- [Work required] Report each line of the data below that contains the word "market", copying every such line in full.

(Location identification entries)
= = =
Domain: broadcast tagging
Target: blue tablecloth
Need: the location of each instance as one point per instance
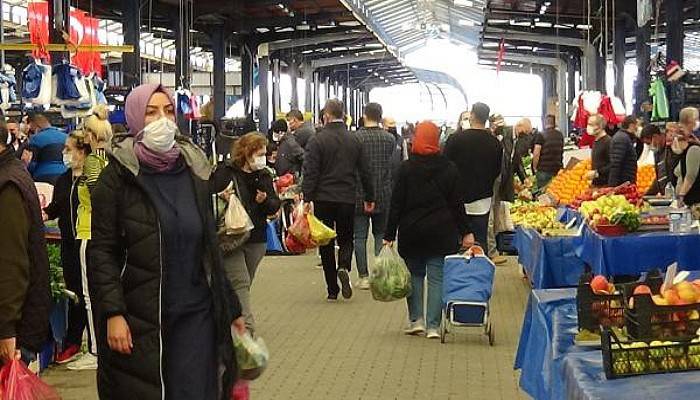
(549, 327)
(549, 262)
(638, 252)
(553, 368)
(584, 379)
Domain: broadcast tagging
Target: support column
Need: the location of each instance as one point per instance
(317, 97)
(182, 47)
(247, 80)
(293, 74)
(643, 51)
(309, 88)
(263, 89)
(620, 58)
(674, 33)
(276, 95)
(218, 44)
(589, 67)
(131, 25)
(59, 20)
(571, 78)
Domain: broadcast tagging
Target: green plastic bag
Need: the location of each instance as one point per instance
(390, 278)
(251, 355)
(320, 233)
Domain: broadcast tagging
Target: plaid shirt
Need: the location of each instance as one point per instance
(378, 146)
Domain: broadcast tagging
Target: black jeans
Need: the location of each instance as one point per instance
(340, 217)
(479, 225)
(77, 313)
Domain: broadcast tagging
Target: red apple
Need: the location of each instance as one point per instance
(599, 283)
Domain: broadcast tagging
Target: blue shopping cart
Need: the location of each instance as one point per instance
(466, 291)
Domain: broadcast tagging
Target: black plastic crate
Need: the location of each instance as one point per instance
(623, 359)
(665, 322)
(608, 310)
(504, 243)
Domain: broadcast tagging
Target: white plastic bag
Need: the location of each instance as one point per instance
(252, 355)
(236, 219)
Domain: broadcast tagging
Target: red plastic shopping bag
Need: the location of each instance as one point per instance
(240, 391)
(17, 382)
(300, 228)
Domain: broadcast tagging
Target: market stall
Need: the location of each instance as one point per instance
(554, 367)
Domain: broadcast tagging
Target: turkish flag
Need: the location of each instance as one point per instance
(83, 31)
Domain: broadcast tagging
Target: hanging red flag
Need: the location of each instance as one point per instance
(501, 53)
(83, 31)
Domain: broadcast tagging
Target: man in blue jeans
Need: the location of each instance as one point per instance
(378, 146)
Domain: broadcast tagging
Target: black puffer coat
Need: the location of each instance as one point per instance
(125, 273)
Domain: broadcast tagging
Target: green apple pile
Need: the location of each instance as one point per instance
(611, 210)
(657, 356)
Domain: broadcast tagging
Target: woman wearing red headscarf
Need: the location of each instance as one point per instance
(428, 212)
(164, 306)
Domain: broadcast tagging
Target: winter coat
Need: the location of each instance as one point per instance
(249, 184)
(25, 299)
(125, 271)
(332, 158)
(623, 160)
(478, 156)
(427, 208)
(378, 146)
(290, 156)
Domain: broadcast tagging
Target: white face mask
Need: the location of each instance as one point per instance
(258, 163)
(159, 135)
(676, 146)
(67, 160)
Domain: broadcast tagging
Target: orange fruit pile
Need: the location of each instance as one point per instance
(570, 183)
(646, 175)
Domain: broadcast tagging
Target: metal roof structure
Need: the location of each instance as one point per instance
(408, 24)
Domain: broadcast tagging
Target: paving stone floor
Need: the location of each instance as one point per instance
(355, 349)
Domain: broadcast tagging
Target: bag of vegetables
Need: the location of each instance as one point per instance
(390, 278)
(251, 355)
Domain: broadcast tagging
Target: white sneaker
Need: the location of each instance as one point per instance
(415, 328)
(363, 284)
(86, 362)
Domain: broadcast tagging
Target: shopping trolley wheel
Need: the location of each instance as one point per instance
(443, 327)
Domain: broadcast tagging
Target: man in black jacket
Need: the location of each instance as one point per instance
(478, 155)
(333, 157)
(24, 264)
(623, 156)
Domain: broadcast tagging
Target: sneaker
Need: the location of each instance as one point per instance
(71, 353)
(346, 287)
(499, 260)
(415, 328)
(363, 283)
(85, 363)
(433, 334)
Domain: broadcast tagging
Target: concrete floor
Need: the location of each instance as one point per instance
(355, 349)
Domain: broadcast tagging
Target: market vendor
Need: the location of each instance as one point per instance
(656, 140)
(600, 155)
(688, 187)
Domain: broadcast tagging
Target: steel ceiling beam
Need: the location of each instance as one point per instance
(329, 62)
(322, 39)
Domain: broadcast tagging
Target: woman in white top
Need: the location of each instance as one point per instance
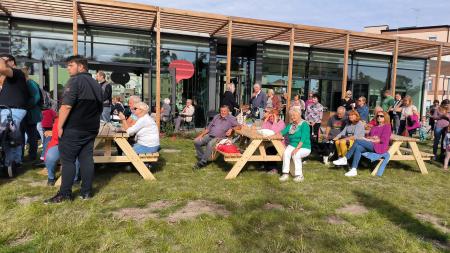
= = =
- [Task response]
Target: market stall
Target: market vendor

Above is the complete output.